__ACTIVITY__: Transcribe the data exactly. Pictures stay out.

*-*-*

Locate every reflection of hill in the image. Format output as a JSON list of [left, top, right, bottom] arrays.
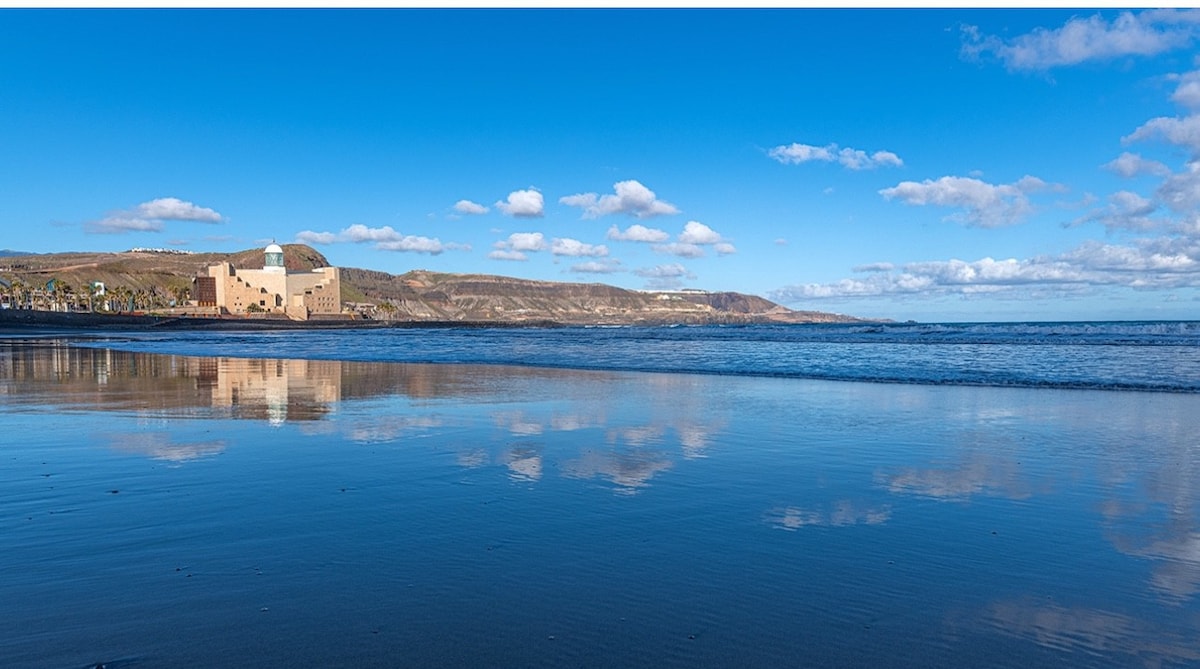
[[0, 342, 643, 425], [1, 342, 541, 424]]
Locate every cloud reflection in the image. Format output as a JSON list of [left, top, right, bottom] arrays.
[[108, 433, 226, 463], [978, 598, 1200, 665], [765, 501, 892, 530]]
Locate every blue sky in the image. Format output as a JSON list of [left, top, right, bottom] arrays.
[[3, 9, 1200, 322]]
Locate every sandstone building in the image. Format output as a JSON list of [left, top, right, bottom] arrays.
[[195, 243, 341, 320]]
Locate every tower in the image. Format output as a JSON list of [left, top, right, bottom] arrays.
[[264, 243, 285, 273]]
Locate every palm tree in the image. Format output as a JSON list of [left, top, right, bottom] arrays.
[[108, 285, 131, 313], [11, 279, 27, 309], [57, 280, 75, 312], [170, 284, 190, 307]]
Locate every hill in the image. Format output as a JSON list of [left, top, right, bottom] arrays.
[[0, 245, 871, 325]]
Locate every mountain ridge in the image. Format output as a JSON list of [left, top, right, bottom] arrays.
[[0, 245, 875, 325]]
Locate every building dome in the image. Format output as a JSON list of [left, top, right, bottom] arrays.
[[264, 243, 285, 271]]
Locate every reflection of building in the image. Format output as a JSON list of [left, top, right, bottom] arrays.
[[206, 358, 343, 425], [194, 243, 341, 320]]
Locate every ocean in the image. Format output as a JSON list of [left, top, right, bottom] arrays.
[[2, 322, 1199, 668]]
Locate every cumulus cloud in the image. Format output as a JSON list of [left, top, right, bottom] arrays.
[[1104, 152, 1171, 178], [500, 232, 547, 252], [678, 220, 722, 244], [135, 198, 223, 222], [606, 224, 670, 243], [487, 249, 529, 262], [649, 221, 737, 258], [570, 259, 623, 274], [495, 189, 544, 218], [768, 142, 903, 170], [770, 233, 1200, 303], [454, 199, 489, 215], [961, 10, 1200, 71], [295, 231, 337, 245], [634, 263, 696, 290], [292, 223, 467, 255], [1124, 115, 1200, 157], [491, 231, 607, 260], [879, 175, 1050, 227], [1156, 164, 1200, 213], [551, 237, 608, 258], [1072, 191, 1160, 232], [1170, 70, 1200, 109], [85, 197, 224, 234], [559, 180, 680, 219], [651, 242, 705, 259], [854, 262, 896, 272]]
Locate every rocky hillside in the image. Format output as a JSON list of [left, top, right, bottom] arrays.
[[0, 245, 871, 325]]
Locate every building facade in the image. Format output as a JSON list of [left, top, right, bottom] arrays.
[[202, 244, 342, 320]]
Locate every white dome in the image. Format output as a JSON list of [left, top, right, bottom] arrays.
[[265, 243, 284, 254]]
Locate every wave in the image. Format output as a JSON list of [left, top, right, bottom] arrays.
[[67, 321, 1200, 394]]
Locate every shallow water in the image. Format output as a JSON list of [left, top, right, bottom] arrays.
[[66, 321, 1200, 392], [3, 342, 1200, 667]]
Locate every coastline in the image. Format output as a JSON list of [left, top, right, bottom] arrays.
[[0, 309, 566, 332]]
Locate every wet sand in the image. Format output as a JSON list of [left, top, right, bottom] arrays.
[[3, 343, 1200, 668]]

*-*-*

__SOLUTION TO THE EXERCISE__:
Locate every reflection of hill in the image. Format output as a JSON list of [left, top, right, bottom] arrays.
[[0, 342, 643, 425], [1, 342, 541, 424]]
Locate every cloud reflection in the image. Format output as a JSON list of [left, top, right, bottom] arrays.
[[108, 433, 226, 463], [978, 598, 1200, 665], [765, 501, 892, 530]]
Locate every blue sky in the image. Format output as a JSON list of [left, top, right, bottom] arrays.
[[3, 9, 1200, 322]]
Locate every sandstone building in the image. Format output as a JSON list of [left, top, right, bottom] arrays.
[[195, 243, 341, 320]]
Locate every tower in the image. Format output as a JSON list of [left, top, right, bottom] arrays.
[[264, 243, 285, 273]]
Locate every palm tree in the image. Format output as a JSON list of [left, top, right, bottom] arrays.
[[108, 285, 131, 313], [11, 279, 27, 309], [57, 280, 75, 312], [170, 284, 190, 307]]
Locate every hill in the image. Format output as a JSON list of [left, top, right, bottom] arrays.
[[0, 245, 871, 325]]
Locate every mountain ridge in the image. Format output as a JSON list of [left, top, right, bottom] arrays.
[[0, 245, 875, 325]]
Locate every building dome in the image. Format output as a JSON list of [left, top, right, bottom] arrays.
[[264, 243, 285, 271]]
Locate every reflection of building in the image. Format output as a JSON list of [left, top, right, bottom] arrays.
[[206, 358, 343, 425], [194, 243, 341, 320]]
Locate every ocean in the image. Format output as a JSON list of [left, top, right, bottom] arrays.
[[2, 322, 1199, 668]]
Locate every cumulus cloud in the image. Format output as a JSON list of [left, top, right, bottom] arrays.
[[1104, 152, 1171, 178], [500, 232, 547, 252], [678, 220, 722, 244], [135, 198, 223, 222], [606, 224, 670, 243], [487, 249, 529, 262], [649, 221, 737, 258], [570, 259, 623, 274], [495, 189, 544, 218], [768, 142, 903, 170], [770, 233, 1200, 303], [454, 199, 489, 215], [961, 10, 1200, 71], [295, 231, 337, 245], [634, 263, 696, 290], [292, 223, 467, 255], [1124, 115, 1200, 157], [491, 231, 607, 260], [879, 175, 1050, 227], [1156, 164, 1200, 213], [551, 237, 608, 258], [1072, 191, 1160, 232], [1170, 70, 1200, 109], [85, 197, 224, 234], [559, 180, 680, 219], [651, 242, 705, 259], [854, 262, 896, 272]]
Locate every rocky hillside in the image. Format output as a JSON list of [left, top, right, bottom] arrays.
[[0, 245, 871, 325]]
Locate every building facade in the image. Format output as a JSON list of [left, top, right, bottom] arrays.
[[202, 244, 342, 320]]
Locate every white dome in the image. Format output as a JSON list of [left, top, right, bottom] arrays.
[[265, 243, 284, 254]]
Locate every wave in the image. Format output as a JSON list of [left, top, right, bottom] arrays.
[[67, 321, 1200, 394]]
Locate every shallow water in the image. Format output as a JSON list of [left, top, right, bottom] arrays.
[[66, 321, 1200, 392], [3, 342, 1200, 667]]
Locate every coastline in the image. Format output as a JSON list of [left, top, right, bottom] arrays.
[[0, 309, 566, 332]]
Locate every wet sand in the image. Format output as a JSON list of [left, top, right, bottom] arrays.
[[3, 343, 1200, 668]]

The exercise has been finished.